Passage given
---------------

Didn't even take 48 hours. Have heard at least two people (completely missing the point, of course) say that ID cards are the answer since only if your biometrics match those on the card could someone pretend to be you. Interviewer: but that's beside the point. Here are personal details of half the country which are out in the open; with the ID card database that might include information that could be used to blackmail people, threaten them, cause them problems, etc etc.
Answer: Ah, well, no human system is perfect.
It's like listening to 'Dr' Kent Hovind demonstrating his ignorance of evolutionary theory.
Realistically, I can't see any government now trying to implement ID cards - no matter how much they try to spin it. Even Blair / Campbell / Mandelson at their height would have problems with that type of spin.
The Government's going to be associated with "dodgy data" for a looong time now - and rightly so. They'd never push an ID cards bill through after this; it was unlikely before, it's near-impossible now.
It'll just die a death - it was doing so under Brown anyway, in fact.
So how much should I actually be worried since my data is probably among this lot?
If your "bank access" data (password or PIN) is related to any of the data that's been lost, then you should change it. For example, if your password is your child's name, or your PIN is your date of birth. In fact, you shouldn't have those as your password or PINs anyway, because they're too easy to guess.
Otherwise, I wouldn't stress too much on a personal level. And so far, if the worst comes to the worst and someone fraudulently empties your account, the banks have generally been pretty quick to reimburse you - in fact, they have to, according to the Banking Code.

---------------

Exercise 1
Copy everything in the discussion about ID cards and lost data from "It's like listening" down to "it's near-impossible now.".
Exercise 2
In the discussion about ID cards and lost data, what is said to require banks to pay back someone whose account is emptied by fraud?
Exercise 3
Continue the discussion about ID cards and lost data from where it stops.

Provided material
---------------

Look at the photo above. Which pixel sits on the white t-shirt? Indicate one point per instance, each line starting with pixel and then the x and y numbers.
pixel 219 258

---------------

Final answer 1
It's like listening to 'Dr' Kent Hovind demonstrating his ignorance of evolutionary theory.
Realistically, I can't see any government now trying to implement ID cards - no matter how much they try to spin it. Even Blair / Campbell / Mandelson at their height would have problems with that type of spin.
The Government's going to be associated with "dodgy data" for a looong time now - and rightly so. They'd never push an ID cards bill through after this; it was unlikely before, it's near-impossible now.

Final answer 2
The Banking Code.

Final answer 3
Heh, they're welcome to my overdraft of course...
Y'know, back in the days when we debated the National ID Register (it's not just the ID Cards bit) on this forum, I recall a few voices defending that scheme on the "If you've nothing to hide, you've nothing to fear" principle.
Where does that logic stand now, I wonder?
theres "logic" in the "you've nothing to hide" statement ?..really...where...point it out for me would you, there's a good chap
Indeed: since the first part of the statement is impossible (in a world where not everyone can be trusted or competent), it can't be logical at all. Mistaken use of the world 'logic' there, sorry Vulcan-smurf*
That's why they wear the white hats, you see - cf. Star Trek IV
A couple of relevant threads are:
http://www.cerocscotland.com/forum/c...-everyone.html
and
http://www.cerocscotland.com/forum/c...ead-water.html
The quote you're probably thinking of is:
I wonder if the people agreeing with that then (I didn't, and that was on July 7th 2005) would say the same now?
Surely Andy meant in terms of the "Big Brother" surveillance sense, which previously is what most anti-ID card arguements centred around? What's happened now engenders a different kind of fear totally.
How many commercial organisations have "lost" our data and we never get to know about it?
Said (most of) this before in another thread, apologies to the bored.
Michael Barrett used to host Nationwide. He went on to run his own production company; among their clients was one or more government departments. Their staff had to go through positive vetting.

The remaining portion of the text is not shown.